What is asked: Reproduce the listing exactly, with no pictures in your copy.

Provided data:
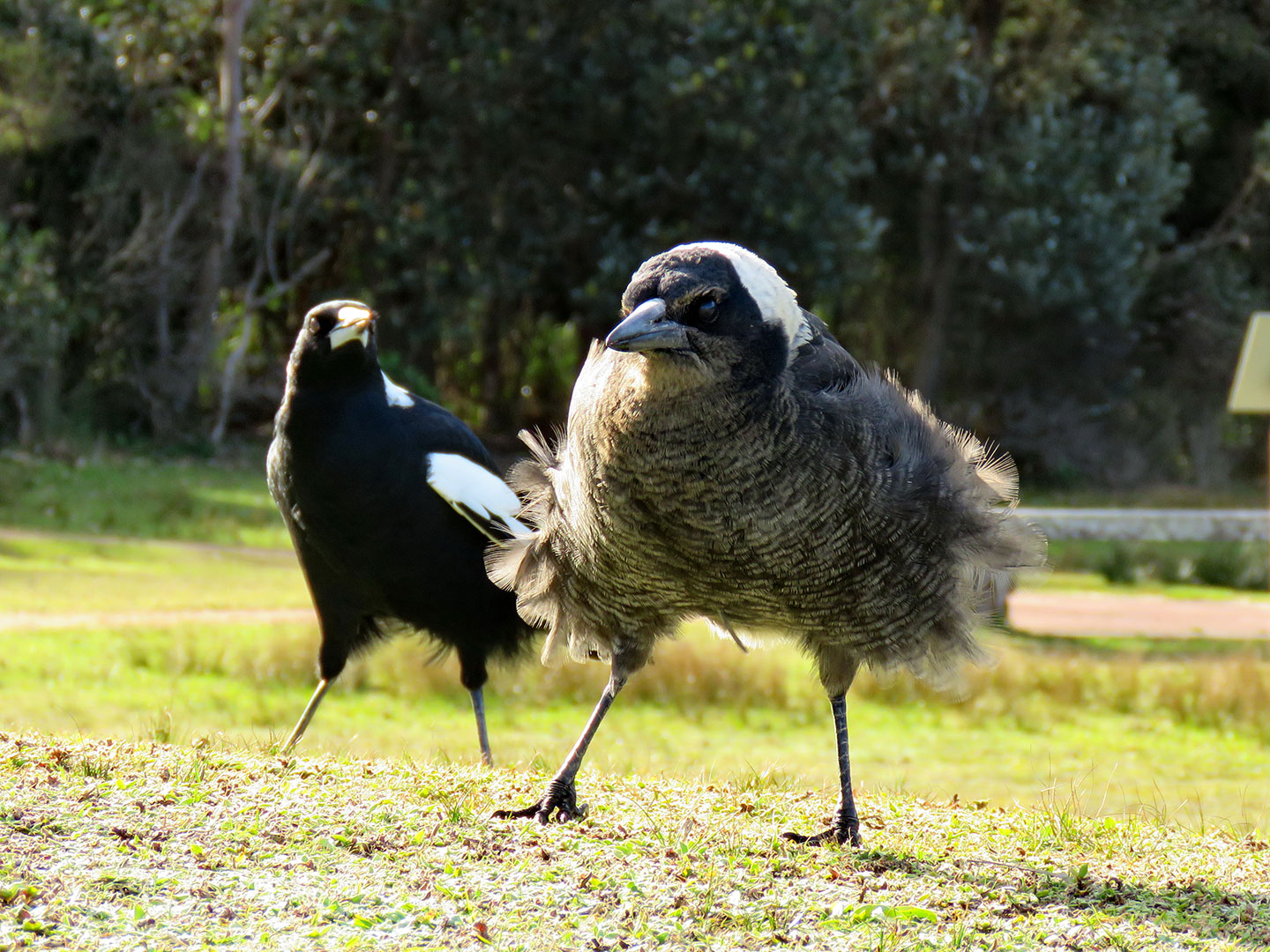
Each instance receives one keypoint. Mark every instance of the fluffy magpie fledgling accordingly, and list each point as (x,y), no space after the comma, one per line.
(727,457)
(390,502)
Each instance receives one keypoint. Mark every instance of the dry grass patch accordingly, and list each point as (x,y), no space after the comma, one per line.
(111,844)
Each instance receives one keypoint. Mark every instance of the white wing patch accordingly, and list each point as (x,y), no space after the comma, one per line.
(397,394)
(775,299)
(475,493)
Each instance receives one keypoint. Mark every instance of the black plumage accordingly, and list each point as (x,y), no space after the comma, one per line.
(390,502)
(725,457)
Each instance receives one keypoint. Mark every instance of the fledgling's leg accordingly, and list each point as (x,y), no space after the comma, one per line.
(303,724)
(837,672)
(482,733)
(560,799)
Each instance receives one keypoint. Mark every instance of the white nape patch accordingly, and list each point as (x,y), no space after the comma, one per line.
(397,394)
(775,299)
(474,490)
(349,312)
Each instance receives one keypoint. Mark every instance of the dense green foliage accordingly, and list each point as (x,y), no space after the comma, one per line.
(1052,217)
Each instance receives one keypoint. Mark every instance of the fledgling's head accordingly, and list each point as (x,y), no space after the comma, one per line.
(335,346)
(713,302)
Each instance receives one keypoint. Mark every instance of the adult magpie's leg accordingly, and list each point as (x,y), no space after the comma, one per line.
(846,822)
(482,734)
(303,724)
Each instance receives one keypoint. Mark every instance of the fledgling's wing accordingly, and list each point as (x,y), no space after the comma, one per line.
(476,494)
(820,362)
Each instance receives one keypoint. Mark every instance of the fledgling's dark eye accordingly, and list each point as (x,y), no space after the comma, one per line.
(320,324)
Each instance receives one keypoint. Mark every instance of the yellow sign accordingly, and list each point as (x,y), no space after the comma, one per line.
(1250,394)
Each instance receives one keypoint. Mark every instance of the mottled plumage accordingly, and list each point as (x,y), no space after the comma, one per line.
(390,502)
(727,457)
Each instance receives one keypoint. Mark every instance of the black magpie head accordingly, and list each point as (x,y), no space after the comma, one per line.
(715,303)
(335,346)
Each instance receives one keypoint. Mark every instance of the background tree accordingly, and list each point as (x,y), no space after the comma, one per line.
(1050,216)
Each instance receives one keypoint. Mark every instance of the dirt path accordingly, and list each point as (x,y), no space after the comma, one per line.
(1086,614)
(1073,614)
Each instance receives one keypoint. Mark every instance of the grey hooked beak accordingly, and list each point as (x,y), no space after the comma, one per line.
(355,324)
(646,328)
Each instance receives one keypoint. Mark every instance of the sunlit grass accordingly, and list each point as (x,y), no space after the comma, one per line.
(54,574)
(115,844)
(1184,738)
(143,496)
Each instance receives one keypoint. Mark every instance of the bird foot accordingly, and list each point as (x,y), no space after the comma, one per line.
(559,802)
(846,829)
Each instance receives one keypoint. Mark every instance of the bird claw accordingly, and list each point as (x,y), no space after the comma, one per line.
(559,802)
(843,830)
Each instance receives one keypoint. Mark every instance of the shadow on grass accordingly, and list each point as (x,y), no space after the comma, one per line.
(1192,906)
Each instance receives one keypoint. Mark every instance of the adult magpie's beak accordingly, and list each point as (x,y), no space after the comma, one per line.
(646,328)
(355,324)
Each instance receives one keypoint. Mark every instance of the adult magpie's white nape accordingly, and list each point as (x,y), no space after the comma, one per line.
(390,502)
(727,457)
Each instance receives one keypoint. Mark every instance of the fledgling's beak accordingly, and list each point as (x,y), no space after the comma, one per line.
(355,324)
(646,328)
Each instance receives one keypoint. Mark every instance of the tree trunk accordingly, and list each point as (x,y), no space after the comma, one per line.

Task solution:
Each instance receives one keypoint. Mark every instance of the fluffy magpie fledgling accordingly, and list each point as (x,y), no space after the comma, one per line.
(727,457)
(390,502)
Each instance receives one keypoint. Mark every instance of the dry grass patch accordingly, and list each point as (x,y), no space after the comma, one per line.
(111,844)
Each instance receives one keypoint. Mark every instance of the white wing patch accordingly, and list each point as (x,y), no space after the comma, one per line.
(397,394)
(775,299)
(475,493)
Each instance receives one keypoint. Mark every instance of the black plumage accordingly, and list each point as (x,y), no space after the comma, one per line.
(390,502)
(725,457)
Each instance receives one keypoint. Mark every instance of the fledgling's leg accordingly, and list each point as (x,y), no space after the comma, one per line.
(303,724)
(837,672)
(482,733)
(560,799)
Each instance receives one keypoint. Mark every instance of the white nape patch accordingly, and list each point as (x,y), no space after the comma, one per line.
(397,394)
(775,299)
(474,490)
(349,312)
Each instance receives one keypoint. Mark every instance of the dense green foliage accordingly, and list each point as (x,y), no space after the comma, one per line.
(1052,217)
Each instance receives one keypoint. Mark every instance of the fledgling's head accordingly, and list each point as (x,y), no space after the comma, one per line.
(335,346)
(713,302)
Each instance receives one keypoint. Mark every instance of the adult magpie's leg accordingly, and list each point as (x,y), no space after the comma, one per line.
(846,822)
(482,734)
(303,724)
Each instance receives one keypoint. Mark every instance of the fledgling's wing accordingly, and list each point as (x,y), no space after the comma, one per line.
(476,494)
(820,362)
Each instance receives one keypoint. Mark every instance of the fledgling's dark eye accordingly, and list each point as (x,y), no space after the comma, one per line.
(320,324)
Each instance receives one keypoint. Mark every instance of the yellow sign accordingly, and list each point as (x,y), no space after the comma, one per line.
(1250,394)
Each instance receives one keypoint. Mark every instance of the mottled plumage accordingly, and list each point as (x,y), no space after the comma, one per line.
(390,502)
(727,457)
Each instance receives one keypoint. Mark every instance of the black magpie head accordingly, and list each point as (x,y), no space after the comma, one per line.
(715,303)
(335,346)
Each instance receives one keypoint. Mark every instance of the background tree accordingly, and list each point as (x,y), no space after the comma, one per line.
(1050,216)
Each instance receives one keypoint. Mark every instance of the dirt path accordingly, and list each point as (x,y), no space after the comma, one per line.
(1086,614)
(1073,614)
Each instance receives one keypoint. Mark every instance of the grey hooked beak accordingly, and list each point as (x,y), no space after the comma, one per line.
(355,324)
(646,328)
Each instance receives one keypoint. Mark every instance of the sunlit grass accordingly, and list each point as (x,y), no space after the comma, one per line.
(54,574)
(115,844)
(1184,738)
(143,496)
Each instance receives one keypoint. Mark every instance of the bird foot accordingly, and list each point as (x,y), no space after the comma, one per line.
(559,802)
(846,829)
Each instance receives one keypoint. Mark every instance of the bird claw accordingly, and list each point as (x,y), no space after the comma, one per line.
(559,802)
(843,830)
Each instance receives one keypoint. Mark every instance of the shadow on grass accordingly, and list each point as (x,y), no space after the comma, one per line.
(1192,906)
Each instance receives one keypoint. Mark every instance of the adult magpie's beak accordingly, and list each point as (x,y), no space after the comma, one per line.
(646,328)
(355,324)
Each instance receives one keypoint. Mark every instance of the adult magpie's white nape accordingly, and list each point as (x,y), no space after the comma, one per line.
(390,502)
(727,457)
Each instance receives one keypoint. Mark every instance of the fledgling's beak accordingly, and list each point as (x,y), no space after the comma, one per line.
(355,324)
(646,328)
Each instance receives one keypoint. Mark every instance of the tree trunk accordingly, and list each point as (x,y), no space after the comma, one per line.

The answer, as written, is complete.